====== Study text
# Buying royal jelly for grafting



## BjornBee (Feb 7, 2003)

I have never bought royal jelly for grafting. I see in Bee Culture that you can buy R.J. in quantity from Glory Bee foods.

Is there any pitfalls or negative impact from using this type of royal jelly?

How is it best stored, used, used straight/mixed, etc?

I have had good success with non royal jelly substances, but wonder if this is worth the money and will it make a difference in grafting takes?

Please P.M. with any comments if you want to keep it off the general board.

Thank you.


----------



## Dan Williamson (Apr 6, 2004)

I don't see the point. I have good success w/out priming the cells. Maybe its a matter of preference. I don't do it. Too much will drown the larvae or so I've read.

I try to get a decent amount of RJ with the larvae when I graft. I think part of the key is to graft carefully BUT quickly. Then before the RJ/larvae has a chance to dry out put it into the starter or into a humid warm environment.

Last year I grafted outside on a fairly warm day and was doing multiple cell bars. I made the mistake of not keeping the first ones in a protective environment and they had significantly dried before I got them into the starters and had to regraft them. It can happen quickly. 

My personal, unprofessional opinion is its unecessary to use additional RJ if the grafting process is handled correctly.

I'm sure others will disagree.


----------



## Chef Isaac (Jul 26, 2004)

bjorn: What do you prime with?

I havent primed with anything this last season but the season before, I would swab with water and a swab stick.


----------



## Barry (Dec 28, 1999)

BjornBee said:


> I have never bought royal jelly for grafting. I see in Bee Culture that you can buy R.J. in quantity from Glory Bee foods.
> 
> Is there any pitfalls or negative impact from using this type of royal jelly?


I don't know, but after seeing the PBS special last week, it may be from China! Do you know the source?

- Barry


----------



## BjornBee (Feb 7, 2003)

Chef and Dan,
I usually use some thinned honey and use about 1/4 of a normal drop of water. I'll sometimes go back with a q-tip and even out the drop so its not one big drop/bubble of water (cut down on drownings)

Other times, there seems to be enough substance with the larvae already in good fed/primed hives in which the larvae are being grafted from.

I sometimes have a graft(take) of 39 out of 40 and at other times I have 5 out of 40. I have confidence in my grafting ability. But I am trying to eliminate any variables that may be coming into play.

Do I take too much time? Too hot? Something else? not sure.

But since I make up my grafting solution every time fresh, it certainly may be playing a factor, as it has to be different from time to time.

I just don't know if royal jelly would smooth out some of the wild differences from one graft to another.

I'm certainly looking at everything else also. This just being the one I'm thinking about now.


----------



## BjornBee (Feb 7, 2003)

Barry said:


> I don't know, but after seeing the PBS special last week, it may be from China! Do you know the source?
> 
> - Barry


I did not ask Glory Bee on the phone yesterday in asking questions. But their ad says some sort of certificate of analysis is included. Not sure if that would say anything or not. I guess I'll ask.

Anyone else get any from gloryBee?


----------



## Jonathan Hofer (Aug 10, 2005)

Might be some on the forum that don't like this: 


When I graft, I first pick up a bit of jelly from more mature cells and put it into the cell cups. Then I graft the larvae into the cells.
============
**Task list:**
1) Write out the stretch of the royal jelly thread from "# Buying royal" through "used straight/mixed, etc?".
2) In the royal jelly thread, what two graft take results does BjornBee say he sometimes gets out of 40?
====== Recorded data
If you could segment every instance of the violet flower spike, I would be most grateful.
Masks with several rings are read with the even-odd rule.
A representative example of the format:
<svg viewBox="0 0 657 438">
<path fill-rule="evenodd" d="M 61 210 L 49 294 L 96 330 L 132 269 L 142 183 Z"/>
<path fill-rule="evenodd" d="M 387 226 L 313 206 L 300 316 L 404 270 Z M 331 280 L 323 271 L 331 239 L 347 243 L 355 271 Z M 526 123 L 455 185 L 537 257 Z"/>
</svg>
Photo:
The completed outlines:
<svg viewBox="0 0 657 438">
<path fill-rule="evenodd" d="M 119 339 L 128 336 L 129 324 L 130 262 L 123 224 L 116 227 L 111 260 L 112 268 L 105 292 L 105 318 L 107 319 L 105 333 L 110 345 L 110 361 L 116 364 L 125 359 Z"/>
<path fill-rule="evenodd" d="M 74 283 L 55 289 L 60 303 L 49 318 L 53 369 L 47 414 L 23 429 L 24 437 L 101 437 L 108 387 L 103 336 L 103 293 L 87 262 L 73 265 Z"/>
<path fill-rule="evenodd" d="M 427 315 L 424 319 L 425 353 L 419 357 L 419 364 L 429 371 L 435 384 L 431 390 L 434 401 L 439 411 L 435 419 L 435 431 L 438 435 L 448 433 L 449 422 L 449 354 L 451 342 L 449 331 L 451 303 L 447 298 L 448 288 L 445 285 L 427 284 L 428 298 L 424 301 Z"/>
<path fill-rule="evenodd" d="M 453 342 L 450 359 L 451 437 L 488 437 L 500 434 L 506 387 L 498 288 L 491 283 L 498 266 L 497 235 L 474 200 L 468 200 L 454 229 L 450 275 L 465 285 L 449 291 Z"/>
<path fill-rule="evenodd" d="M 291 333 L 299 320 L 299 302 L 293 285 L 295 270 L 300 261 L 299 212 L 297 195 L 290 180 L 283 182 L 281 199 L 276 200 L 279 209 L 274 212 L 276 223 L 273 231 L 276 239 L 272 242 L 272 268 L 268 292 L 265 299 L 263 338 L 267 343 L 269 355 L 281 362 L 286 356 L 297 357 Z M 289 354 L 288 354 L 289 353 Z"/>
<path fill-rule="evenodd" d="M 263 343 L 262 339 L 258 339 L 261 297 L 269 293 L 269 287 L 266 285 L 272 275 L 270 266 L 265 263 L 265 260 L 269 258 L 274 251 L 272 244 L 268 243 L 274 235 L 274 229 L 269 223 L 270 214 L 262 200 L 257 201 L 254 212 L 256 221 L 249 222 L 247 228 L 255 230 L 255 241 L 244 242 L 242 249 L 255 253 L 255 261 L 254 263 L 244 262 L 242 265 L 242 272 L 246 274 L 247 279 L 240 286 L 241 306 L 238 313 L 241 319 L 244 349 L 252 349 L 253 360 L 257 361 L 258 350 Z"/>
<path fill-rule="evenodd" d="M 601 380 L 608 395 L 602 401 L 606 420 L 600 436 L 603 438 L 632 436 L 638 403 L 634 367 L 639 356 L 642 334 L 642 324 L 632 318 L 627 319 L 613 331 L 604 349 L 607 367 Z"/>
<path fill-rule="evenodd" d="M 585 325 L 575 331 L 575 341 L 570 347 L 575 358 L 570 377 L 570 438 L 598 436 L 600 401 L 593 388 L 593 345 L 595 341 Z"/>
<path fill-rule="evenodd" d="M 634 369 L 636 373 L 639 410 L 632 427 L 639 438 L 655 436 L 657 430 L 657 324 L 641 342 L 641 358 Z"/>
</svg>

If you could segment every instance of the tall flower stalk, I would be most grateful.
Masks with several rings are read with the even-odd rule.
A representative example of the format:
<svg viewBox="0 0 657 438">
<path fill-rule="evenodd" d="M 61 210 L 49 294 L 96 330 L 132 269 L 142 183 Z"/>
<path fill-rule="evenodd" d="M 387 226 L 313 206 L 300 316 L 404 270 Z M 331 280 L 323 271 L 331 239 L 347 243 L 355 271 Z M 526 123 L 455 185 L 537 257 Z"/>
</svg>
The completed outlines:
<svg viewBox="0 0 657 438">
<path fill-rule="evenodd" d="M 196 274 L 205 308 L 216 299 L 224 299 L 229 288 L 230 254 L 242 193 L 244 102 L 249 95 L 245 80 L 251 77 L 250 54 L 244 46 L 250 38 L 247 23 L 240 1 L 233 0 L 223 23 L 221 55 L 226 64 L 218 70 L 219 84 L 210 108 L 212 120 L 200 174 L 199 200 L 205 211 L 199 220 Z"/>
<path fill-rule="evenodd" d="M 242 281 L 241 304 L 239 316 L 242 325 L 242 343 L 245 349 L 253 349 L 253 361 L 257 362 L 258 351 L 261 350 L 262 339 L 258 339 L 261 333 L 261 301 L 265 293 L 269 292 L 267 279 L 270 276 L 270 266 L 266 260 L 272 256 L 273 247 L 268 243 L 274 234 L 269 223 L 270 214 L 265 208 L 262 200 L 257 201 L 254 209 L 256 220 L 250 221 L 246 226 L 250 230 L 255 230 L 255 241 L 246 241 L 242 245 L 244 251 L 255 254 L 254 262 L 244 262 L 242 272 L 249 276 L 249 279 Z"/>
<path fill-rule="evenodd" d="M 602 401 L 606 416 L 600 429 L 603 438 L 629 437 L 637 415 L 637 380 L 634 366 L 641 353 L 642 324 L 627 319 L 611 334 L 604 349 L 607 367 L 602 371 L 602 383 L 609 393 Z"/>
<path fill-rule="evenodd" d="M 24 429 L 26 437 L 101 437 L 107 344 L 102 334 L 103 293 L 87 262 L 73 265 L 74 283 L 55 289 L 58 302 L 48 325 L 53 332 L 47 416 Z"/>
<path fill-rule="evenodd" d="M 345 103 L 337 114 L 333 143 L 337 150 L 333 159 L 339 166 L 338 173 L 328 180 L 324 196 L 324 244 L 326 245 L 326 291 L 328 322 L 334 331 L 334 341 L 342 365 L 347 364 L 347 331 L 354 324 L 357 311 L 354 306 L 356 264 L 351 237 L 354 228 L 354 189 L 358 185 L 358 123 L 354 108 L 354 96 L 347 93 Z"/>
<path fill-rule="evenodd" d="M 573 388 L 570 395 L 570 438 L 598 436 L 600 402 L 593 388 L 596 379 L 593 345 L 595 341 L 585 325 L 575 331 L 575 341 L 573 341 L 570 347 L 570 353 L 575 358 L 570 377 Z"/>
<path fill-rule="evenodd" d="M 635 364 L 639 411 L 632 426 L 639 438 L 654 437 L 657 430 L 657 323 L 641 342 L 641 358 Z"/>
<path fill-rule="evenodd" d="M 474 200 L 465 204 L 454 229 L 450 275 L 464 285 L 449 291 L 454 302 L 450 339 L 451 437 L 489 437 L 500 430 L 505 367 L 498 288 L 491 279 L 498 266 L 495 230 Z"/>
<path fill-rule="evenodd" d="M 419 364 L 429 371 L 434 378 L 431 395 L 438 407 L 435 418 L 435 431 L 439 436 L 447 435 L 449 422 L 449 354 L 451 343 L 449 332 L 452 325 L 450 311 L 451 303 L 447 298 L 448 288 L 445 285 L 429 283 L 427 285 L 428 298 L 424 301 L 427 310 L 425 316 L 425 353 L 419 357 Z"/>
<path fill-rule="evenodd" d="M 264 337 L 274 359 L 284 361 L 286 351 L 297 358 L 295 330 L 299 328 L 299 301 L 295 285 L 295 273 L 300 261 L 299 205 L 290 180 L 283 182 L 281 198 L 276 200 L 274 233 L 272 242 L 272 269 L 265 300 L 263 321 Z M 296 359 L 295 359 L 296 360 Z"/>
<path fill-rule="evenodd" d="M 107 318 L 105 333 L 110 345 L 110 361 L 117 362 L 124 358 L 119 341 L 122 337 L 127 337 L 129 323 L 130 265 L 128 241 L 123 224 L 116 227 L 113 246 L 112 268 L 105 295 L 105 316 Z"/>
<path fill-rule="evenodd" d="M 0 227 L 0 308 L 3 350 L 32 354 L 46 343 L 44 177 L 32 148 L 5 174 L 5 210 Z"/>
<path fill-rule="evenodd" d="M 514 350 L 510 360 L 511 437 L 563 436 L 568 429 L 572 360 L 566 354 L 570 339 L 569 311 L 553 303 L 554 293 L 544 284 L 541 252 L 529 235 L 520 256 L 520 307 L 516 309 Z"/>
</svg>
============
====== Recorded data
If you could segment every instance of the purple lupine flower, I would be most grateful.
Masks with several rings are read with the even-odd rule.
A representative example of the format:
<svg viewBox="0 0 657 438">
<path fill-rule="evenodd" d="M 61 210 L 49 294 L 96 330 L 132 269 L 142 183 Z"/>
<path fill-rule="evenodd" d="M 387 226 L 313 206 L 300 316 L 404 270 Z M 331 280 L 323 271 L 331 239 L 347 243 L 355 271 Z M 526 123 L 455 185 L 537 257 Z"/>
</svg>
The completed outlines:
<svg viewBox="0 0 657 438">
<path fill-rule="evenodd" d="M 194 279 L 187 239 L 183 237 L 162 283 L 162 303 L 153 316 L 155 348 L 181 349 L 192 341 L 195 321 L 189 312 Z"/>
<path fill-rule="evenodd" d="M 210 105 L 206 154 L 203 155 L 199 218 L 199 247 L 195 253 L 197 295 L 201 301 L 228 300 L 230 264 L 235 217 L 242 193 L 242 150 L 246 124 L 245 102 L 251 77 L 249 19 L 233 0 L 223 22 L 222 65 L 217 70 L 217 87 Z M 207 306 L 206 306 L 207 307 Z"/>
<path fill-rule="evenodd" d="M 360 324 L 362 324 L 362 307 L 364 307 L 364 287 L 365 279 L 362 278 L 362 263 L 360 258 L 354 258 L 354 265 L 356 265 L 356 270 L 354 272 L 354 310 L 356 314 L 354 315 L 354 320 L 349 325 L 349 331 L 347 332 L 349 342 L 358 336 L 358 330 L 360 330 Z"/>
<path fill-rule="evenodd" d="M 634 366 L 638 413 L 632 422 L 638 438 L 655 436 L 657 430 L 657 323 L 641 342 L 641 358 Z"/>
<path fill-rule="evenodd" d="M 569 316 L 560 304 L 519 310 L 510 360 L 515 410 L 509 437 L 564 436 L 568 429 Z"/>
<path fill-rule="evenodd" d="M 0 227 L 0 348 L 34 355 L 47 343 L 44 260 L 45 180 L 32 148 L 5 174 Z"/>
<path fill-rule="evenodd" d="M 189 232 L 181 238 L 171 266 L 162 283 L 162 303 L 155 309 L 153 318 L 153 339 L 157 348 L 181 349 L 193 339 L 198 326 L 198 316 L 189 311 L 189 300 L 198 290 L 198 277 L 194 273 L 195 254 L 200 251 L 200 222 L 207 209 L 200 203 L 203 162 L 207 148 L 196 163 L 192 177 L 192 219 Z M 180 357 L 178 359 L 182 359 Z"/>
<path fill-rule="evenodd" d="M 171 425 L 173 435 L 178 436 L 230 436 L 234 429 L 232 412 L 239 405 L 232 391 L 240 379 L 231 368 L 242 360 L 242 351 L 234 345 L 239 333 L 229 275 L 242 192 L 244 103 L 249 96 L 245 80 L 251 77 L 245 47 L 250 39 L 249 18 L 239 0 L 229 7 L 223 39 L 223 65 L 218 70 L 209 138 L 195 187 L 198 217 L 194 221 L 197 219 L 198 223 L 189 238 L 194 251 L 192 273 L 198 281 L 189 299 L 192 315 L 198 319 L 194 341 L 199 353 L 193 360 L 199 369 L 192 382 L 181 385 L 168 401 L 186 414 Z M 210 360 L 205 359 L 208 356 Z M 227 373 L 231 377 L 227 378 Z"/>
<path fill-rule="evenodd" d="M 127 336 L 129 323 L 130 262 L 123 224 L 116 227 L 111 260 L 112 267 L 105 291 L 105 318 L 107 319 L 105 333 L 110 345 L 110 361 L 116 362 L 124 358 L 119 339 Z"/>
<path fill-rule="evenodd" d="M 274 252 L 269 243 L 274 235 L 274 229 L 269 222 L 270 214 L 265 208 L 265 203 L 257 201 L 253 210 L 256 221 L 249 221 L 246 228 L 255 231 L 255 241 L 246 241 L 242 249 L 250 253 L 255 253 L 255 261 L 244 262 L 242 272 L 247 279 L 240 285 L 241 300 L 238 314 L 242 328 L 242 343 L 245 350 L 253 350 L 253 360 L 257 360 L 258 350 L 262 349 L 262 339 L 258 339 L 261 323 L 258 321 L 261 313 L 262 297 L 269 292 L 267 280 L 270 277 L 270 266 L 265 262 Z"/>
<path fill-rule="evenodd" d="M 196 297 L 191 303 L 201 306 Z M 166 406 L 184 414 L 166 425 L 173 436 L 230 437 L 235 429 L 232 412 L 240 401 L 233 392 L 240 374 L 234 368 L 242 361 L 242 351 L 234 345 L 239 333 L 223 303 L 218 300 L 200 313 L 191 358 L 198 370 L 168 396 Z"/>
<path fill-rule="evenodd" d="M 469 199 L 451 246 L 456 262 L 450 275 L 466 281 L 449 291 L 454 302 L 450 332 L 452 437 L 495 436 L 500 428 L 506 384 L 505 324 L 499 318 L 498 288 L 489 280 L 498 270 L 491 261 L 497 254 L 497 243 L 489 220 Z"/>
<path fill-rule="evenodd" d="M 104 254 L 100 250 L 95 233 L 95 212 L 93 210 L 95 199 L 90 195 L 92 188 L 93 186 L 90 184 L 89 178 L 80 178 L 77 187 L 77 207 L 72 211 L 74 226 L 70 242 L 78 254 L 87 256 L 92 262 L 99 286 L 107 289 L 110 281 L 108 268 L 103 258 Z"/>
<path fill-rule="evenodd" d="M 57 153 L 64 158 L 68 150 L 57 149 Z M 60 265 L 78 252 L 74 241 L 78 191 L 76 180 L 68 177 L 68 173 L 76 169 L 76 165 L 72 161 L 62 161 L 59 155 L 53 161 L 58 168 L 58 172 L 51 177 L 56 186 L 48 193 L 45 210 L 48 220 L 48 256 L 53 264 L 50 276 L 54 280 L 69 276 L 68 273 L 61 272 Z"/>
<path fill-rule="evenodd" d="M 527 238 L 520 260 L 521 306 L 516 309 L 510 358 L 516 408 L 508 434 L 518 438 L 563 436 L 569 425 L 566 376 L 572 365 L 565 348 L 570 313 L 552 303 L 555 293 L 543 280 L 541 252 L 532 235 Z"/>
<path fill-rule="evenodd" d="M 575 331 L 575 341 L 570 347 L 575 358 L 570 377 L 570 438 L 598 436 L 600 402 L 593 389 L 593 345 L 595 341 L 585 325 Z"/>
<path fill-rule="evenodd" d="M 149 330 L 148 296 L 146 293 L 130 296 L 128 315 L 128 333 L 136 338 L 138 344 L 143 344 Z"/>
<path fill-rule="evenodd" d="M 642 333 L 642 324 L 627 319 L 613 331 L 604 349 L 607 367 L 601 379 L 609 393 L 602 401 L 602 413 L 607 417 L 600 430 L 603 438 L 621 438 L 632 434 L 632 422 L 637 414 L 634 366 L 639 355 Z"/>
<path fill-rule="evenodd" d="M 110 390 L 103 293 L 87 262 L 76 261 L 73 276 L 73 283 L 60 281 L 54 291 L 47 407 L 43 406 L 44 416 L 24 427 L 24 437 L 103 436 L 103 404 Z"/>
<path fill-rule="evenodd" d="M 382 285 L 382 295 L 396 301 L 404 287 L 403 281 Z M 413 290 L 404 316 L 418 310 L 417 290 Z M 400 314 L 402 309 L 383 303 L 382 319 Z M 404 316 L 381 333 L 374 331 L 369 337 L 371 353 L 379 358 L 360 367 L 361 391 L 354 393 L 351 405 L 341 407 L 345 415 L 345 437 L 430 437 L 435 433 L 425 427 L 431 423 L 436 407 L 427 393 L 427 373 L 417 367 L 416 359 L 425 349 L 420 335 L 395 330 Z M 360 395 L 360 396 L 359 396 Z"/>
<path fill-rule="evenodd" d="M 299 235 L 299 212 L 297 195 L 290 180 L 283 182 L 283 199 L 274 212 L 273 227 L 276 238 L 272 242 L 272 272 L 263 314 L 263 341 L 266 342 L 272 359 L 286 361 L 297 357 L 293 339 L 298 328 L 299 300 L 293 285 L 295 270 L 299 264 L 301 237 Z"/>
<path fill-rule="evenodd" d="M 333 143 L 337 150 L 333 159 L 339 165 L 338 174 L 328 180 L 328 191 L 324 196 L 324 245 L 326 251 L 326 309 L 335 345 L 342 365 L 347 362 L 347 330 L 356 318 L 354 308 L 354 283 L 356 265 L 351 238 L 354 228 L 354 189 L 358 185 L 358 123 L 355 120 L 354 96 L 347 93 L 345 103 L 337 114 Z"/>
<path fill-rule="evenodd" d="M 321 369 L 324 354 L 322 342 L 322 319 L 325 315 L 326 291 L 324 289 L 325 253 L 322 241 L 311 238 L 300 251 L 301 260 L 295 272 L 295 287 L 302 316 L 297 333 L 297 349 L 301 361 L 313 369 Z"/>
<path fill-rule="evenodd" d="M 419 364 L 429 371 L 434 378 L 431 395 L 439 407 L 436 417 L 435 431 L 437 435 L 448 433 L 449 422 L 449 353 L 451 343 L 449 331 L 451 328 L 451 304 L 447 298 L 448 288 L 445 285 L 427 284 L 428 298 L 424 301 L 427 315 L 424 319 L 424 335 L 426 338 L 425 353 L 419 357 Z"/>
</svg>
============
====== Recorded data
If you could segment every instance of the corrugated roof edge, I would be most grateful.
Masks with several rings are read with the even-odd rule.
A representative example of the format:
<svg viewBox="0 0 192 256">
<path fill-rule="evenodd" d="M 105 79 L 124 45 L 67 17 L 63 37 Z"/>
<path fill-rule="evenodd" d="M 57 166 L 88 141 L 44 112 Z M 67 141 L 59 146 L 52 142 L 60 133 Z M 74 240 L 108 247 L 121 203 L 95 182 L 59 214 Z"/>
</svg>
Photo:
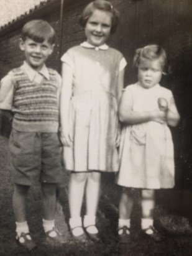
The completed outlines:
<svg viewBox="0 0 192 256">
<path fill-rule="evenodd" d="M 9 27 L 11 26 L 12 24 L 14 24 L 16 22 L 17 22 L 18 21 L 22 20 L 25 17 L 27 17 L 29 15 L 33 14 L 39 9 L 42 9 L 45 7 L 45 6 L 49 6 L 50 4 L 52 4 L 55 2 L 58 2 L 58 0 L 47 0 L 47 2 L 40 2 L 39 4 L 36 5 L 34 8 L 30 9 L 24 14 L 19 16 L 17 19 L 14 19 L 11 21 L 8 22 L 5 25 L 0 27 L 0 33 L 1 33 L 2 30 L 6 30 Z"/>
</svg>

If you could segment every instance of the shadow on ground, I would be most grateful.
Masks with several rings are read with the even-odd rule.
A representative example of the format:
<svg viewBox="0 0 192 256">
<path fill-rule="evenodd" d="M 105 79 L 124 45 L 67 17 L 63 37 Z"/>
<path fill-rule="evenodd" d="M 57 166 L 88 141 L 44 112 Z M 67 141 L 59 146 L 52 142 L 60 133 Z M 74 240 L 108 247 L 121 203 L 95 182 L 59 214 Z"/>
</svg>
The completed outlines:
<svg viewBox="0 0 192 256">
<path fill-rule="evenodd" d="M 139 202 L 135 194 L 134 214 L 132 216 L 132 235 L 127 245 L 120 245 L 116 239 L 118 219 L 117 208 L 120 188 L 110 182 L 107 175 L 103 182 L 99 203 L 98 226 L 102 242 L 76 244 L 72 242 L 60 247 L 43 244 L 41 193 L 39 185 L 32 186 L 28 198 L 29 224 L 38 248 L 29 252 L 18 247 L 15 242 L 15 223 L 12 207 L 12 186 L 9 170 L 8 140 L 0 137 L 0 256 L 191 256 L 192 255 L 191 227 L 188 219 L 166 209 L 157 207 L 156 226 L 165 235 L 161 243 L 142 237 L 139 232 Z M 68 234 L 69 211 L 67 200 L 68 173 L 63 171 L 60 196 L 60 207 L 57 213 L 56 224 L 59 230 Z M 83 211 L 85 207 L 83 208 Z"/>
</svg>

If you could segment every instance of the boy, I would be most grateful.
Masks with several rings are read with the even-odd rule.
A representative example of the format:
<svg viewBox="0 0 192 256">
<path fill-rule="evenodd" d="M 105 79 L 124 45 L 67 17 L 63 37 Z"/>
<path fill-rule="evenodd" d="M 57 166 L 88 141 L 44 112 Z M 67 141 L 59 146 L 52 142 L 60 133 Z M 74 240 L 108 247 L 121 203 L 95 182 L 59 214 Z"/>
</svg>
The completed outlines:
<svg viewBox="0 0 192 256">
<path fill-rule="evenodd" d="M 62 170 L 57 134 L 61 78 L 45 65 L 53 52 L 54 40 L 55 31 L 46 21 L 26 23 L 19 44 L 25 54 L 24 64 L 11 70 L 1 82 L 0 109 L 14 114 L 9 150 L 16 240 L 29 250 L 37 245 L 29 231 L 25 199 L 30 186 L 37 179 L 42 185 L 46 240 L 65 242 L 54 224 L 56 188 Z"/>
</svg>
============
**Task results:**
1)
# Buying royal jelly for grafting



## BjornBee (Feb 7, 2003)

I have never bought royal jelly for grafting. I see in Bee Culture that you can buy R.J. in quantity from Glory Bee foods.

Is there any pitfalls or negative impact from using this type of royal jelly?

How is it best stored, used, used straight/mixed, etc?

2) He sometimes gets 39 out of 40 and at other times 5 out of 40.